Text block:
------------------------------------------------

In China, the real estate market continues to face a prolonged winter, with industry leader Vanke, once hailed as the “star student” of real estate, now deeply mired in a debt quagmire. Its largest shareholder, Shenzhen Metro, has been injecting funds but struggles to halt the losses, reflecting the limits of state-owned enterprises’ support.
Experts warn that if Vanke defaults, it could not only shake market confidence but also trigger a nationwide financial chain reaction, becoming a new alarm for China’s property market crisis.
The Chinese real estate market has been in a long slump, and Vanke, once a symbol of China’s urbanization prosperity, is now facing its most severe financial crisis in its forty-year history.
According to the company’s third-quarter report for 2025 released on October 30th, operating income for the first three quarters was 161.39 billion Yuan, a 26.6% year-on-year decrease. The net loss attributable to shareholders of the listed company reached 28.02 billion Yuan, an 83% surge compared to the same period last year. In the third quarter alone, the net loss attributable to shareholders was 16.07 billion Yuan, almost surpassing the total for the first half of the year, indicating a continuous expansion of losses.

------------------------------------------------

Dataset content:
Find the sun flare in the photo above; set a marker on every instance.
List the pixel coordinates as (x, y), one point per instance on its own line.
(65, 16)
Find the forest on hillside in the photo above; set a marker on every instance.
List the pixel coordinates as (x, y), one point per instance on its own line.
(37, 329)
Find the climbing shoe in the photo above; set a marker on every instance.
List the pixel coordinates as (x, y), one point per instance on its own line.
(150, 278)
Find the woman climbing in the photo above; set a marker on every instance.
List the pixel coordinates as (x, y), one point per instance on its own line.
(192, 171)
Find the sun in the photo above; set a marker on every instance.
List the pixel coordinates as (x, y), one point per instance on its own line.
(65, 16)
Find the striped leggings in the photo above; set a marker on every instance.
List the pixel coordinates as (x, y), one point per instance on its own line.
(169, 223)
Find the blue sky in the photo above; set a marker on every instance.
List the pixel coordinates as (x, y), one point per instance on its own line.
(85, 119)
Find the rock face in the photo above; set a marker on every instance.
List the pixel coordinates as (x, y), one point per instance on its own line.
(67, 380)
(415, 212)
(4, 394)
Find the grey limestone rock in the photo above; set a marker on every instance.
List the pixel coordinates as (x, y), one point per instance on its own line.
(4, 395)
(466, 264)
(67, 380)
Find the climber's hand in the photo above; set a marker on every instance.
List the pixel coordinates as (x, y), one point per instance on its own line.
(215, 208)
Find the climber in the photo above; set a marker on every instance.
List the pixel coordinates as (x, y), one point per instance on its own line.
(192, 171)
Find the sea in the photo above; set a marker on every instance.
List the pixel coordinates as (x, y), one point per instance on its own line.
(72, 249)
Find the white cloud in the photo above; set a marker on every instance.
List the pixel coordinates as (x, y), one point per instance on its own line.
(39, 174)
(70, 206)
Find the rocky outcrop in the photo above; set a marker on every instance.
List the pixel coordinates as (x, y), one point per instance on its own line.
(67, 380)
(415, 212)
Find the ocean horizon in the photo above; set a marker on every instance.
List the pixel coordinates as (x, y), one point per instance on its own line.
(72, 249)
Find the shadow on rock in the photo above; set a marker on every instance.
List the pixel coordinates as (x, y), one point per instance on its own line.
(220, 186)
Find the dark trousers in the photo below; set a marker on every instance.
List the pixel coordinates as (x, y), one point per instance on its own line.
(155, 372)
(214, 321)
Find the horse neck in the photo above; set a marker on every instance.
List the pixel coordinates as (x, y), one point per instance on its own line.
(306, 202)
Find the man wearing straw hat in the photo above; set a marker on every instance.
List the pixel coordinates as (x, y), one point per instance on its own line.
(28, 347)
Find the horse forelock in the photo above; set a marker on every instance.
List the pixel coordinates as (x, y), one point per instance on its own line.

------------------------------------------------

Job A:
In the passage on Vanke's debt crisis, what was the net loss attributable to shareholders for the first three quarters of 2025?
Job B:
Write the next part of the passage on Vanke's debt crisis, starting after its final sentence.
The entries play no part in this work.

Task output A:
It was 28.02 billion Yuan, an 83% increase over the same period the previous year.

Task output B:
Vanke’s crisis stems from its long-term reliance on high leverage and debt expansion. As of the end of September 2025, the company’s total assets were 11.366 trillion Yuan, down by 11.64%; interest-bearing debts amounted to 362.93 billion Yuan, while cash funds stood at only 65.68 billion Yuan, resulting in a high asset-liability ratio of 73.5%.
The pre-tax gross profit margin for real estate development business was only 0.7%, with an after-tax gross profit margin of -10.5%, indicating that the main business operations were operating at a loss.
As a state-owned enterprise with a huge scale, Vanke’s debt default risk is particularly concerning. Sun Guoxiang, a professor from the Department of International Affairs and Business at Nanhua University in Taiwan, warned that Vanke faces multiple debts maturing in 2025, and without substantial external funding or asset liquidation, the risk of default and extensions is extremely high.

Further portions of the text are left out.